- **WHAT THE TASK ASKS**
Give back the entire listing verbatim.

(Items from a data source)
--------

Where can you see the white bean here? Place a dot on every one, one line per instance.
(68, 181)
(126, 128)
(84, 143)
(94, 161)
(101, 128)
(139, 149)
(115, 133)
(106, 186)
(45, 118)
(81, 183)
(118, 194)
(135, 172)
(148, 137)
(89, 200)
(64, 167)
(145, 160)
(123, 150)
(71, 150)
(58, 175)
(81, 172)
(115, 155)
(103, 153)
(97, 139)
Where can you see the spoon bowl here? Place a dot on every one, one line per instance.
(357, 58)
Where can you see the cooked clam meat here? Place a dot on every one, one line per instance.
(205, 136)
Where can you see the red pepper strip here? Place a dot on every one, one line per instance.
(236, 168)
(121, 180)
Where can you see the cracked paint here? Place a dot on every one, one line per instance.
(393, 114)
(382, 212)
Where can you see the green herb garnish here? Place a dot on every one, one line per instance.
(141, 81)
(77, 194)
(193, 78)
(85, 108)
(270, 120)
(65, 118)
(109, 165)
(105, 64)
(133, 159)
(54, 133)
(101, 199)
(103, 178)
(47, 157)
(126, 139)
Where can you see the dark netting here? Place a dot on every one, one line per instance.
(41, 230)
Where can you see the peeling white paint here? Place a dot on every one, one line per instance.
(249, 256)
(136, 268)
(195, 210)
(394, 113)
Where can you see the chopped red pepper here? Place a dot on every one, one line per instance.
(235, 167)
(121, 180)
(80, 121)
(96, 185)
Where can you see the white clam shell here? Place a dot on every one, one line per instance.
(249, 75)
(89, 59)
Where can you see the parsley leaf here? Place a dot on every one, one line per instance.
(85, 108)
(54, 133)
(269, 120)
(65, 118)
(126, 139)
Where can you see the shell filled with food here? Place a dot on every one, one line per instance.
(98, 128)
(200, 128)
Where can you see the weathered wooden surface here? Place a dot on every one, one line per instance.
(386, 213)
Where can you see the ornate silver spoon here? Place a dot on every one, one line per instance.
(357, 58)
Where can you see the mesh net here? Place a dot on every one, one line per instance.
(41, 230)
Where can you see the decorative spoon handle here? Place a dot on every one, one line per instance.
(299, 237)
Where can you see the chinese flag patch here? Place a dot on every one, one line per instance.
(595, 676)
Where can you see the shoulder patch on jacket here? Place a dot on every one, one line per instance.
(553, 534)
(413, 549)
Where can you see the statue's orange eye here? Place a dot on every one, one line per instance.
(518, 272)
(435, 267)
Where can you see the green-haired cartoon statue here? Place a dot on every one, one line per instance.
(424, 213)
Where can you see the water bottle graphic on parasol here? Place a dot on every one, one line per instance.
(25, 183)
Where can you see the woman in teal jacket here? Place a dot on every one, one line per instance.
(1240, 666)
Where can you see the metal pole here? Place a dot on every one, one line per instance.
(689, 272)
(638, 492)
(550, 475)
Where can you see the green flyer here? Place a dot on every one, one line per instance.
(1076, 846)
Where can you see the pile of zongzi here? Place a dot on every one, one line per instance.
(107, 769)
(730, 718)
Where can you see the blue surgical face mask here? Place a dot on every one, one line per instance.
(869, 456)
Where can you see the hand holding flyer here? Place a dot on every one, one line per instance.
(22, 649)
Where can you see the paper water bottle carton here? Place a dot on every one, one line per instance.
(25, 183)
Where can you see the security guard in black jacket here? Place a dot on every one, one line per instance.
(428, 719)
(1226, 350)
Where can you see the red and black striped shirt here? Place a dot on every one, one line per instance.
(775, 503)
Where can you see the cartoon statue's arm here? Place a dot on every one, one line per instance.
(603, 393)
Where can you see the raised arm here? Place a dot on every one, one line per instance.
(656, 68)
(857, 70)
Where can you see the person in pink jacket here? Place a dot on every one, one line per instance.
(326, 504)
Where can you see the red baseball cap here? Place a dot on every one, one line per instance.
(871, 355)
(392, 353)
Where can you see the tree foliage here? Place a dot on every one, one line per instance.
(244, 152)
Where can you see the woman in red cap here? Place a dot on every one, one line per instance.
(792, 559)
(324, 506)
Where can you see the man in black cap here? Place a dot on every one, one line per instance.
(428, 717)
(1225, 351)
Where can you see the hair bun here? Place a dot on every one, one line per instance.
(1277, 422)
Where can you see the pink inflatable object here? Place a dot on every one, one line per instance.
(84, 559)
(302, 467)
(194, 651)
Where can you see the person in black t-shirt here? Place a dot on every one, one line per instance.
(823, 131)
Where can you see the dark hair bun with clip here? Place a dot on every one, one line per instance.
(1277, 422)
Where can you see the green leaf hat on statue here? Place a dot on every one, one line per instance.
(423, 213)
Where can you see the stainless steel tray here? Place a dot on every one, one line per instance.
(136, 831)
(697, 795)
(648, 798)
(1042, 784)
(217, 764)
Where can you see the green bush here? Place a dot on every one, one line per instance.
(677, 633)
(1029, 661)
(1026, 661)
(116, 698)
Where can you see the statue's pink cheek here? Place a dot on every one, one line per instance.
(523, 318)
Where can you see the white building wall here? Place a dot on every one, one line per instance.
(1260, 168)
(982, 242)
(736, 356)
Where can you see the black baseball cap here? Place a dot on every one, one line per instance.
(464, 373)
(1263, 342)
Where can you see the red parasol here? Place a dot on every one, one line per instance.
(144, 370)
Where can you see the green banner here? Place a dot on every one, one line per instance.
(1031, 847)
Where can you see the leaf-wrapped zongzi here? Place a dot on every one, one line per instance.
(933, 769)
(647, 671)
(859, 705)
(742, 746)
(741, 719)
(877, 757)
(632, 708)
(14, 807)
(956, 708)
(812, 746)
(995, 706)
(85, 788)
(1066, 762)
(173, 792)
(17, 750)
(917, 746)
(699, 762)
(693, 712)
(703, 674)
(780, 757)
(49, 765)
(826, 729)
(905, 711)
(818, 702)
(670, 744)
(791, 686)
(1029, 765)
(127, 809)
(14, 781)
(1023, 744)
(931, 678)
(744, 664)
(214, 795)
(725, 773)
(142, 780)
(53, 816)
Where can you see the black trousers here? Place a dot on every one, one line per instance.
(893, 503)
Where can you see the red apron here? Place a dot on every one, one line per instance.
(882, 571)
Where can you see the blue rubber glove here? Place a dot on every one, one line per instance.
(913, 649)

--------

- **EXERCISE RESULT**
Where can you see the white bean here? Place a dot on every one, one line per instance.
(68, 181)
(126, 128)
(84, 143)
(94, 161)
(101, 128)
(139, 149)
(115, 133)
(106, 186)
(45, 118)
(81, 183)
(118, 194)
(135, 172)
(148, 137)
(89, 200)
(64, 167)
(145, 160)
(123, 150)
(71, 150)
(58, 175)
(81, 172)
(115, 155)
(103, 153)
(97, 139)
Where can you see the spoon bowl here? Place a dot on every one, one line per instance.
(357, 58)
Where can you see the cooked clam meat here? Place a dot on every one, one line per instance.
(205, 136)
Where can you see the red pepper strip here? Place a dot on every one, one line per instance.
(236, 168)
(121, 180)
Where can you see the cracked paint here? Place a dot on every one, one line per instance.
(393, 114)
(382, 212)
Where can you see the green herb garnish here? Place a dot on every one, one line per instance.
(141, 81)
(77, 194)
(193, 78)
(85, 108)
(270, 120)
(65, 118)
(109, 165)
(105, 64)
(133, 159)
(54, 133)
(101, 199)
(103, 178)
(47, 157)
(126, 139)
Where can you see the dark netting here? Place a dot on every one, one line per instance.
(41, 230)
Where can you see the peeling white paint here? Place a dot on every one, one line per instance.
(249, 256)
(136, 268)
(195, 210)
(394, 113)
Where can you see the chopped red pepper here? Place a dot on every one, one line per instance.
(235, 167)
(121, 180)
(80, 121)
(96, 185)
Where can you see the white clam shell here? Place a dot on every one, one line per instance.
(249, 75)
(89, 59)
Where can you see the parsley leaf here? Place a dot on every one, one line per instance.
(85, 108)
(54, 133)
(269, 120)
(65, 118)
(126, 139)
Where can you see the shell filled with food here? Place a dot on every one, one line per instance.
(98, 128)
(200, 128)
Where can you see the weathered wooden surface here? Place a dot on every one, one line per instance.
(386, 213)
Where can you see the ornate silver spoon here? Place a dot on every one, one line per instance.
(357, 58)
Where can you see the mesh net here? Place a dot on every one, one line per instance.
(41, 230)
Where can you see the decorative spoon handle here? Place a dot on every one, one line per instance.
(299, 237)
Where can you see the chinese flag patch here? Place a dot on every one, one line per instance.
(595, 676)
Where can you see the shoulder patch on jacket here? Place a dot on every one, one line per instance.
(553, 534)
(413, 549)
Where can you see the statue's orange eye here? Place a dot on every one, one line per instance.
(518, 272)
(435, 267)
Where can you see the green-haired cartoon statue here? Place a dot on every one, one line per instance.
(424, 213)
Where can you see the water bottle graphic on parasol here? Place a dot on every one, one line per instance.
(25, 183)
Where can you see the woman in teal jacket here? Place a dot on every one, one line per instance.
(1240, 666)
Where can you see the metal pole here? Place a dot on every one, one line per instance.
(689, 272)
(638, 492)
(550, 475)
Where can you see the green flyer here? Place a dot on every one, one line per instance.
(1076, 846)
Where can you see the pile of zongzi here? Place a dot on every one, one line per instance.
(107, 769)
(730, 718)
Where can you see the blue surgical face mask here? Place a dot on every one, one line per instance.
(869, 456)
Where can you see the hand holding flyer here? Place a dot on every one, one line per instance.
(22, 649)
Where can you see the paper water bottle carton here? Place a dot on every one, one line per instance.
(25, 183)
Where can you see the security guard in black jacket here? Place a dot on every one, one line per instance.
(428, 719)
(1226, 350)
Where can you see the red and black striped shirt here? Place a dot on every one, one line per instance.
(775, 503)
Where can you see the cartoon statue's arm here? Place a dot on every one, one line per instance.
(603, 393)
Where can you see the raised arm here? Place a dot on every one, one line per instance.
(656, 68)
(857, 70)
Where can you see the person in pink jacket here? Place a dot on every one, one line per instance.
(326, 504)
Where can you see the red baseball cap here? Place a dot on every one, one line per instance.
(871, 355)
(392, 353)
Where can you see the tree foliage here? Place a dot on every one, one line per instance.
(244, 152)
Where can you see the woman in red cap here? Place a dot on every one, one line per instance.
(792, 559)
(324, 506)
Where can you see the man in black cap here? Place a dot on every one, one line per instance.
(428, 717)
(1225, 351)
Where can you see the hair bun here? Place a dot on every one, one line per instance.
(1277, 422)
Where can you see the pink inflatable object here? Place a dot on every one, one line per instance.
(84, 559)
(302, 467)
(194, 651)
Where can you see the person in black t-shirt here? Place a dot on every one, one line per instance.
(823, 131)
Where can you see the dark hair bun with clip here? Place a dot on every one, one line per instance.
(1277, 422)
Where can you see the green leaf hat on statue here? Place a dot on every one, one line per instance.
(423, 213)
Where can you see the stainless steel tray here? Place a dot on every one, one line per instance.
(136, 831)
(697, 795)
(648, 798)
(1042, 784)
(217, 764)
Where can you see the green bush here? Place a dot on every one, one line per instance.
(677, 633)
(1029, 661)
(1026, 661)
(116, 698)
Where can you see the statue's pink cheek here? Place a dot on every one, one line per instance.
(523, 318)
Where can you see the white building wall here? Place a dot on every one, one line per instance.
(1260, 168)
(982, 242)
(736, 356)
Where can you see the black baseball cap here? Place a dot on every one, one line per instance.
(464, 373)
(1263, 342)
Where can you see the red parasol here? Place a dot on every one, one line per instance.
(144, 370)
Where can you see the green banner here? Place a dot on every one, one line per instance.
(1031, 847)
Where can you see the leaf-wrapped zongzi here? Place a dot on every one, one line per instance.
(933, 769)
(647, 671)
(859, 705)
(742, 746)
(741, 719)
(877, 757)
(632, 708)
(14, 807)
(956, 708)
(812, 746)
(995, 706)
(85, 788)
(1066, 762)
(173, 792)
(17, 750)
(917, 746)
(699, 762)
(693, 712)
(703, 674)
(780, 757)
(49, 765)
(826, 729)
(905, 711)
(818, 702)
(670, 744)
(791, 686)
(1029, 765)
(127, 809)
(14, 781)
(1023, 744)
(931, 678)
(744, 664)
(214, 795)
(725, 773)
(142, 780)
(53, 816)
Where can you see the black trousers here? Place a dot on every one, one line per instance.
(893, 503)
Where can you see the red apron here? Place a dot on every one, one line per instance.
(882, 571)
Where can you see the blue rubber glove here? Place a dot on every one, one line per instance.
(913, 649)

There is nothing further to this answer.